*** Block opens ***
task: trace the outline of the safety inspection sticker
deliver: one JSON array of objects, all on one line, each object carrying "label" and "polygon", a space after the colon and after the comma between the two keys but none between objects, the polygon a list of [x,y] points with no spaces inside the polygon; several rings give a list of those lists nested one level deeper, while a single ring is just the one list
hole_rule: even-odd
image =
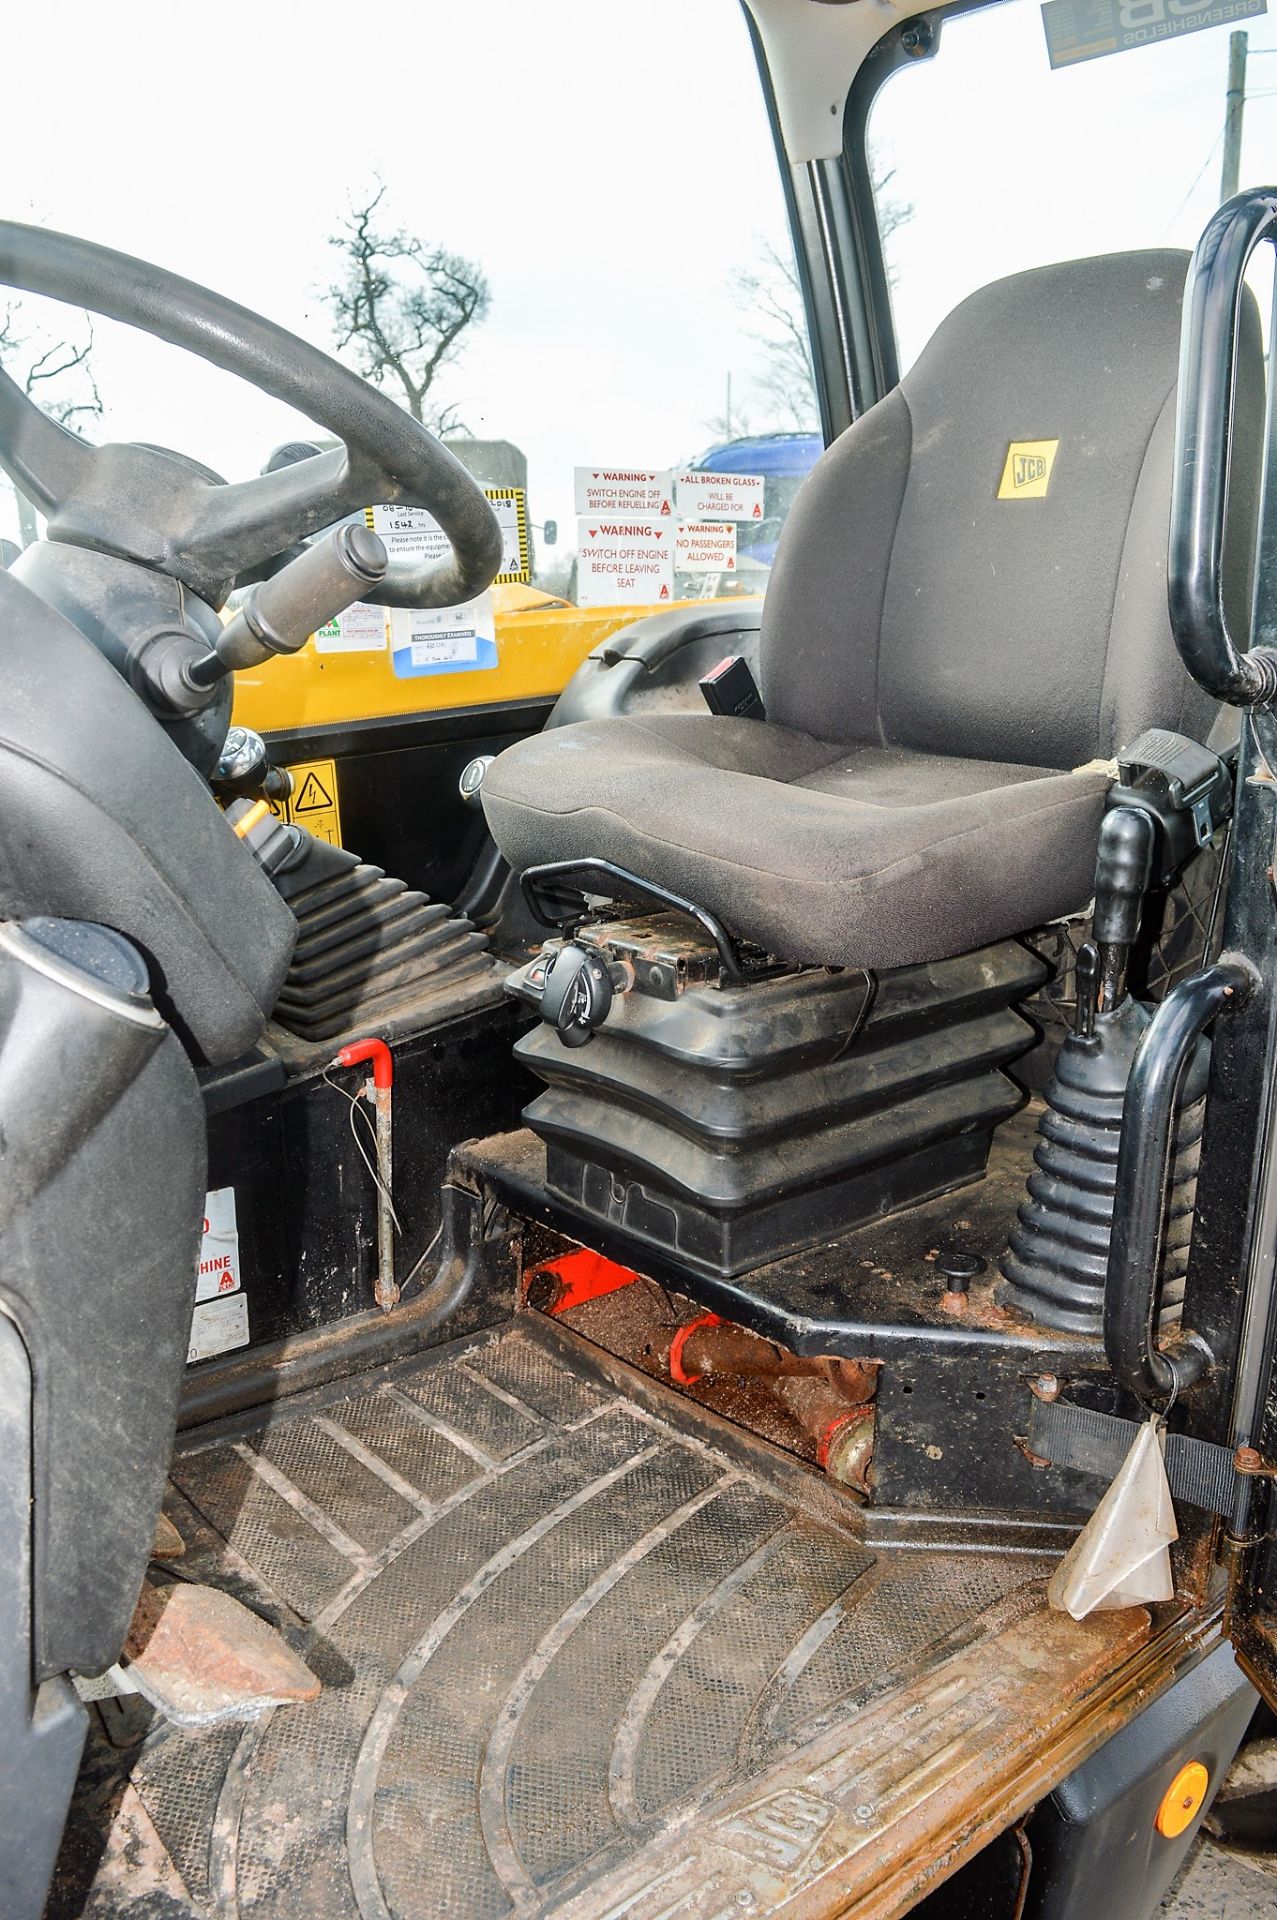
[{"label": "safety inspection sticker", "polygon": [[643,467],[577,467],[576,510],[616,519],[668,520],[674,511],[668,470]]},{"label": "safety inspection sticker", "polygon": [[650,520],[583,519],[577,529],[576,599],[581,607],[627,601],[653,606],[674,597],[674,529]]},{"label": "safety inspection sticker", "polygon": [[674,529],[678,573],[735,573],[736,522],[684,520]]},{"label": "safety inspection sticker", "polygon": [[755,473],[680,473],[674,504],[687,520],[761,520],[764,483]]},{"label": "safety inspection sticker", "polygon": [[315,631],[316,653],[384,653],[390,634],[389,609],[356,600],[335,620]]},{"label": "safety inspection sticker", "polygon": [[204,1197],[204,1234],[186,1364],[247,1345],[248,1301],[239,1261],[235,1189],[218,1187]]},{"label": "safety inspection sticker", "polygon": [[401,680],[428,673],[482,673],[497,664],[496,610],[490,593],[460,607],[395,607],[390,660]]},{"label": "safety inspection sticker", "polygon": [[1268,0],[1045,0],[1042,30],[1051,65],[1069,67],[1267,11]]}]

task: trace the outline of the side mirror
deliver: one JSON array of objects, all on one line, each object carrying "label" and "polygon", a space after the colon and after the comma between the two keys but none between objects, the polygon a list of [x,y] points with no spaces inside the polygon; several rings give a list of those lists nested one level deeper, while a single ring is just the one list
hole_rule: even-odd
[{"label": "side mirror", "polygon": [[547,520],[541,528],[541,541],[544,546],[552,547],[559,537],[557,520]]}]

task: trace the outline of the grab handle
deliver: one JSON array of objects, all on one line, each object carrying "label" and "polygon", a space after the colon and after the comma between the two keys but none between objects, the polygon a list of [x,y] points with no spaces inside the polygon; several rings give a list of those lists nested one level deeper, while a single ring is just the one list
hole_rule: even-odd
[{"label": "grab handle", "polygon": [[1206,1359],[1191,1335],[1174,1356],[1157,1344],[1179,1084],[1198,1035],[1220,1015],[1245,1006],[1256,980],[1254,968],[1235,957],[1181,980],[1153,1015],[1131,1063],[1104,1284],[1104,1351],[1122,1385],[1146,1406],[1188,1386]]},{"label": "grab handle", "polygon": [[[1277,697],[1277,630],[1256,621],[1248,653],[1239,653],[1224,611],[1224,528],[1232,450],[1237,330],[1246,266],[1264,240],[1277,246],[1277,187],[1228,200],[1197,243],[1184,288],[1179,393],[1171,490],[1167,580],[1171,629],[1194,680],[1237,707]],[[1264,504],[1257,578],[1277,554],[1264,552],[1273,445],[1273,380],[1264,434]],[[1265,595],[1265,599],[1270,596]]]}]

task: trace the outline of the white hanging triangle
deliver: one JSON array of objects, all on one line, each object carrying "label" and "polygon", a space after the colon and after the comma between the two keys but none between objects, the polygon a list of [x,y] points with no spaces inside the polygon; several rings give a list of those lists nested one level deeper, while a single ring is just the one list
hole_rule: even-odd
[{"label": "white hanging triangle", "polygon": [[1099,1506],[1051,1575],[1046,1597],[1060,1613],[1085,1620],[1103,1607],[1143,1606],[1174,1598],[1171,1556],[1175,1508],[1153,1414]]}]

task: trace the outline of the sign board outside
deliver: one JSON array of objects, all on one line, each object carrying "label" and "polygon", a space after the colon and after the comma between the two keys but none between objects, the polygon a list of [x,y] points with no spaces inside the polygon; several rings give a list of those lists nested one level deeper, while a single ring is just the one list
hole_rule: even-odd
[{"label": "sign board outside", "polygon": [[764,481],[756,473],[680,473],[674,502],[687,520],[761,520]]},{"label": "sign board outside", "polygon": [[1068,67],[1267,11],[1268,0],[1044,0],[1042,27],[1051,65]]},{"label": "sign board outside", "polygon": [[578,606],[649,607],[674,598],[672,526],[583,518],[576,544]]},{"label": "sign board outside", "polygon": [[659,468],[577,467],[576,510],[609,520],[668,520],[672,477]]},{"label": "sign board outside", "polygon": [[679,573],[735,573],[736,522],[681,521],[674,529],[674,566]]}]

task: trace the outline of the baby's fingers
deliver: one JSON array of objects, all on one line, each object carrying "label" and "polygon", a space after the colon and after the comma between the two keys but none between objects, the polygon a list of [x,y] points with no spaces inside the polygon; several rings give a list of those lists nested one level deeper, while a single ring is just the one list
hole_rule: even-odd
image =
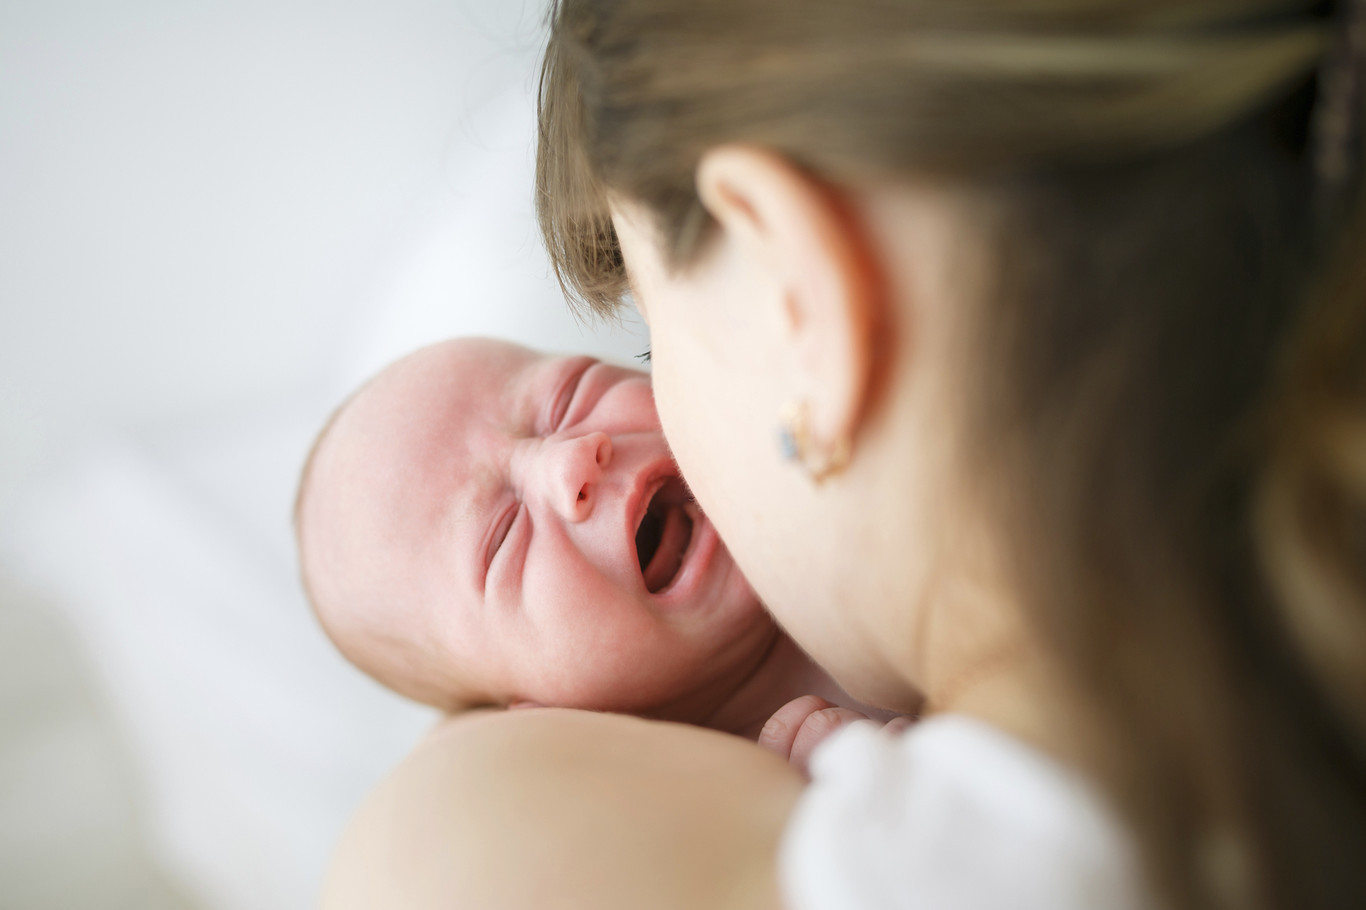
[{"label": "baby's fingers", "polygon": [[805,774],[811,752],[820,741],[856,720],[866,718],[818,696],[803,695],[773,713],[759,734],[759,745],[776,752]]},{"label": "baby's fingers", "polygon": [[776,752],[784,760],[791,758],[792,746],[797,741],[802,723],[817,711],[833,707],[830,702],[816,695],[794,698],[774,711],[764,724],[764,729],[759,733],[759,745]]},{"label": "baby's fingers", "polygon": [[888,736],[896,736],[915,726],[918,720],[919,718],[912,717],[909,714],[900,714],[887,721],[887,725],[882,728],[882,732],[886,733]]},{"label": "baby's fingers", "polygon": [[860,714],[852,708],[839,707],[823,708],[814,714],[807,715],[792,743],[792,752],[788,756],[788,761],[803,774],[808,774],[807,764],[811,761],[811,753],[816,751],[816,747],[821,744],[822,740],[846,724],[867,719],[866,715]]}]

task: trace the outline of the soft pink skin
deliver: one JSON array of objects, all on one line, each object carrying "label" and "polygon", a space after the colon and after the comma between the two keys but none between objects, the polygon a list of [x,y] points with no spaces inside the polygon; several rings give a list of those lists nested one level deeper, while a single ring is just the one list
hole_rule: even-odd
[{"label": "soft pink skin", "polygon": [[646,590],[635,530],[676,476],[647,375],[445,342],[327,432],[305,577],[342,651],[412,697],[701,722],[779,633],[705,519],[671,586]]},{"label": "soft pink skin", "polygon": [[[883,731],[895,736],[916,722],[907,714],[887,720],[882,712],[873,712],[875,723]],[[763,748],[787,759],[803,774],[810,773],[811,753],[841,727],[854,721],[873,721],[874,718],[853,708],[846,708],[819,695],[803,695],[783,705],[759,731],[758,743]]]}]

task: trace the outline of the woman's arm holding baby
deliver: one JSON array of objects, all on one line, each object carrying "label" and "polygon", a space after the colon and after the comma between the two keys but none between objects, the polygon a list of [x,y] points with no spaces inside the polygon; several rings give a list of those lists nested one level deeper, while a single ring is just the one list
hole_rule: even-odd
[{"label": "woman's arm holding baby", "polygon": [[526,710],[432,733],[357,813],[323,910],[773,907],[799,774],[750,743]]}]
*** Block closes ***
## Exercise instructions
Set down exactly and only the lines from the start of the entries above through the line containing "task: trace the outline of the side mirror", both ends included, omitting the pictures.

## Response to this exercise
task: trace the outline of the safety inspection sticker
deliver: one JSON array of objects, all on one line, each object carrying "label" and "polygon", a space after the colon and after the comma between the two keys but none between objects, the polygon a list of [x,y] points with no spaces inside the polygon; several rings give a list of those lists nested one level deeper, while a single ring is just the one list
hole_rule: even-odd
image =
[{"label": "safety inspection sticker", "polygon": [[643,467],[577,467],[576,510],[616,519],[668,520],[674,511],[668,470]]},{"label": "safety inspection sticker", "polygon": [[650,520],[583,519],[577,529],[576,599],[581,607],[627,601],[653,606],[674,597],[674,529]]},{"label": "safety inspection sticker", "polygon": [[674,529],[678,573],[735,573],[736,522],[684,520]]},{"label": "safety inspection sticker", "polygon": [[755,473],[680,473],[674,504],[687,520],[761,520],[764,483]]},{"label": "safety inspection sticker", "polygon": [[315,631],[316,653],[384,653],[390,634],[389,609],[356,600],[335,620]]},{"label": "safety inspection sticker", "polygon": [[204,1197],[204,1234],[186,1364],[247,1345],[248,1301],[239,1261],[235,1189],[218,1187]]},{"label": "safety inspection sticker", "polygon": [[401,680],[428,673],[482,673],[497,664],[496,610],[490,593],[460,607],[395,607],[390,660]]},{"label": "safety inspection sticker", "polygon": [[1268,0],[1045,0],[1042,30],[1051,65],[1069,67],[1267,11]]}]

task: trace the outline of the side mirror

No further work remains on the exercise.